**Task statement**
Among the lines below, keep only those from the one containing "x=28, y=220" through the one containing "x=192, y=228", and reproduce them exactly.

[Records contained in a dataset]
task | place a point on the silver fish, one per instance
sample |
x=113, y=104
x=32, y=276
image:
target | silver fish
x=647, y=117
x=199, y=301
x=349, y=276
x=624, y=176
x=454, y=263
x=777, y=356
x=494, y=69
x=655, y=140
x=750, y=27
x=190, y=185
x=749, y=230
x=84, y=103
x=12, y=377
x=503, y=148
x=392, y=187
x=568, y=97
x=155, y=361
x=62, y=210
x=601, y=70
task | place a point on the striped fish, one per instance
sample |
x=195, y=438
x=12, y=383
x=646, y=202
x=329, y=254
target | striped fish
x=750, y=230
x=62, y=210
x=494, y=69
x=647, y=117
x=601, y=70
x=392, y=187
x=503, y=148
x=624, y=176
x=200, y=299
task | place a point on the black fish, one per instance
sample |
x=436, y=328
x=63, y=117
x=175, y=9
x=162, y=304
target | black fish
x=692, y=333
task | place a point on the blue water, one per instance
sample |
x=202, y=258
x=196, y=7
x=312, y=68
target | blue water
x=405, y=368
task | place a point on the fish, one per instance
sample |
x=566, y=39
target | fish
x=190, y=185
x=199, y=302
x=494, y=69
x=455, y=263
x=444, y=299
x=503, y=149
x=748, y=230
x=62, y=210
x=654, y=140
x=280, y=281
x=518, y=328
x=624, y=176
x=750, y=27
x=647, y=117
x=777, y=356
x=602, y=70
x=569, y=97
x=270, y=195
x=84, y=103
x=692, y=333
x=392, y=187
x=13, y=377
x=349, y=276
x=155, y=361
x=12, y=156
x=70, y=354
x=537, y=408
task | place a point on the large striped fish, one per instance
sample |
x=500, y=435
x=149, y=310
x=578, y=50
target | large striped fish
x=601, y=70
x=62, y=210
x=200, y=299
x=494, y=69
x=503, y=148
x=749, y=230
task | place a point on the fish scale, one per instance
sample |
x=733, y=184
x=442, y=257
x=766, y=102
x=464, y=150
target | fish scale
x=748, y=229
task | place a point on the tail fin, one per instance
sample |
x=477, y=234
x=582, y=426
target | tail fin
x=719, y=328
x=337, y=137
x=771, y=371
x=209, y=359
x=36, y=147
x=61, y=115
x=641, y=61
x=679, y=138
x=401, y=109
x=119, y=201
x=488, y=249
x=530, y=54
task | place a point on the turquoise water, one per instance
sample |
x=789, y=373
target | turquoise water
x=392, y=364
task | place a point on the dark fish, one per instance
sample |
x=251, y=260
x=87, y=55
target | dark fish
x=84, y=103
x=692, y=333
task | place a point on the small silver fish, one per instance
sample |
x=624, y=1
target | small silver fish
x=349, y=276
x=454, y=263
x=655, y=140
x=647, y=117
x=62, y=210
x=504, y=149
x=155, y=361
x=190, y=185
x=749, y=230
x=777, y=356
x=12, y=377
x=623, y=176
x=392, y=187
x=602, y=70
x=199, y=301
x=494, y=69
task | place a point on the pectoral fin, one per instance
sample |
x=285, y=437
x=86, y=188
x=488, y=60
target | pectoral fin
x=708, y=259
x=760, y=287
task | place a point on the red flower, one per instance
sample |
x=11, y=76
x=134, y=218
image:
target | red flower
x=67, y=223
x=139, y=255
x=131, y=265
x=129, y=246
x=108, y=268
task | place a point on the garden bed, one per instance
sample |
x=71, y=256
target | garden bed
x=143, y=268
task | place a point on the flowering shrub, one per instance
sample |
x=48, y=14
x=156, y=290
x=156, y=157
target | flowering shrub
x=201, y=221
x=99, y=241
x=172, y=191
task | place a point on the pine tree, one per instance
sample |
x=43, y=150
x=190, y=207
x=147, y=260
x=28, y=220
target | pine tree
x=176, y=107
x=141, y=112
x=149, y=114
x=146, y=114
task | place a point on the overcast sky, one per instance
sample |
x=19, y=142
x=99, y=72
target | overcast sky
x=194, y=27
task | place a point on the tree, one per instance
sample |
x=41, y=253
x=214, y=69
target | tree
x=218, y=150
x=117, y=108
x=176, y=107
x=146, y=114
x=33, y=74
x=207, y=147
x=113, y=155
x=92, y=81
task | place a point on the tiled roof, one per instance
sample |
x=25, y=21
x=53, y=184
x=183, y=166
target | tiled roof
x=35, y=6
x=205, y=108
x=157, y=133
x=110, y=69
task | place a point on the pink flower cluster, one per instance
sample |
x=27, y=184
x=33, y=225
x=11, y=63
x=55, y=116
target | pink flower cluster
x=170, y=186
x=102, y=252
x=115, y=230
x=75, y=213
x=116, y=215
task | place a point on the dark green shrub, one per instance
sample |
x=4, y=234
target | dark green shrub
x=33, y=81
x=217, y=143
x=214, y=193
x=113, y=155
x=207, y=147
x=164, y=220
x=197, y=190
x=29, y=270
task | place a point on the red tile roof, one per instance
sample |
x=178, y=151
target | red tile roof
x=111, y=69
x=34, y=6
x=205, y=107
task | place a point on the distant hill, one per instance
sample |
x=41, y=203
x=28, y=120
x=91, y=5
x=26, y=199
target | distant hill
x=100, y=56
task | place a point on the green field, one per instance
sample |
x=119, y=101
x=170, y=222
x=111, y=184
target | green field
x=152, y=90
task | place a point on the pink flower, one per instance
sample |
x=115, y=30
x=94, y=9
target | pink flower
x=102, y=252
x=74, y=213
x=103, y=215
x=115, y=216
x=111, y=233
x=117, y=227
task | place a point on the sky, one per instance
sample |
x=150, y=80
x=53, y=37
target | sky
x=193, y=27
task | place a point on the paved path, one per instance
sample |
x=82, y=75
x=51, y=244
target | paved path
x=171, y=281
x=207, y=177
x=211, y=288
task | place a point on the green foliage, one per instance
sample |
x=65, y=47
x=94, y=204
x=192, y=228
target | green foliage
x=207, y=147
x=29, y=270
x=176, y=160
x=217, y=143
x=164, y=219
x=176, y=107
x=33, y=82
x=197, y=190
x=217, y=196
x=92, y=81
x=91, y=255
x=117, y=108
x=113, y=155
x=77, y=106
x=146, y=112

**Answer box**
x=28, y=220
target | pine tree
x=176, y=107
x=141, y=112
x=149, y=114
x=146, y=114
task | place a point on the overcast sky, one per instance
sample |
x=19, y=142
x=99, y=72
target | overcast sky
x=194, y=27
task | place a point on the tree, one per instance
sample |
x=41, y=253
x=214, y=69
target | tree
x=218, y=150
x=117, y=108
x=176, y=107
x=146, y=114
x=33, y=74
x=207, y=147
x=113, y=155
x=92, y=81
task | place a point on the tiled roof, one per instance
sample |
x=25, y=21
x=53, y=184
x=183, y=166
target | tiled roof
x=35, y=6
x=205, y=108
x=157, y=133
x=110, y=69
task | place a point on the pink flower cluster, one per instance
sample |
x=27, y=184
x=33, y=225
x=11, y=63
x=55, y=116
target | pink flower cluster
x=170, y=186
x=102, y=252
x=115, y=230
x=75, y=213
x=116, y=215
task | place a point on the dark green shrub, one per instance
sample |
x=4, y=234
target | dark green shrub
x=33, y=81
x=217, y=143
x=214, y=193
x=113, y=155
x=207, y=147
x=164, y=220
x=197, y=190
x=29, y=270
task | place a point on the red tile roof, one per instance
sample |
x=178, y=151
target | red tile roof
x=111, y=69
x=34, y=6
x=205, y=107
task | place a point on the distant hill, one per instance
sample |
x=41, y=203
x=28, y=120
x=91, y=5
x=26, y=199
target | distant hill
x=100, y=56
task | place a point on the green field, one per instance
sample |
x=119, y=101
x=170, y=222
x=111, y=184
target | green field
x=152, y=90
task | place a point on the pink flower, one per instance
sample |
x=115, y=30
x=94, y=9
target | pink flower
x=102, y=252
x=74, y=213
x=103, y=215
x=115, y=216
x=111, y=233
x=117, y=227
task | place a point on the sky, one per instance
sample |
x=150, y=80
x=53, y=37
target | sky
x=193, y=27
task | place a point on the paved path, one per instance
sample |
x=82, y=75
x=51, y=244
target | paved path
x=171, y=281
x=207, y=177
x=211, y=288
task | place a point on the green foliage, one per instance
sample |
x=65, y=47
x=94, y=204
x=192, y=228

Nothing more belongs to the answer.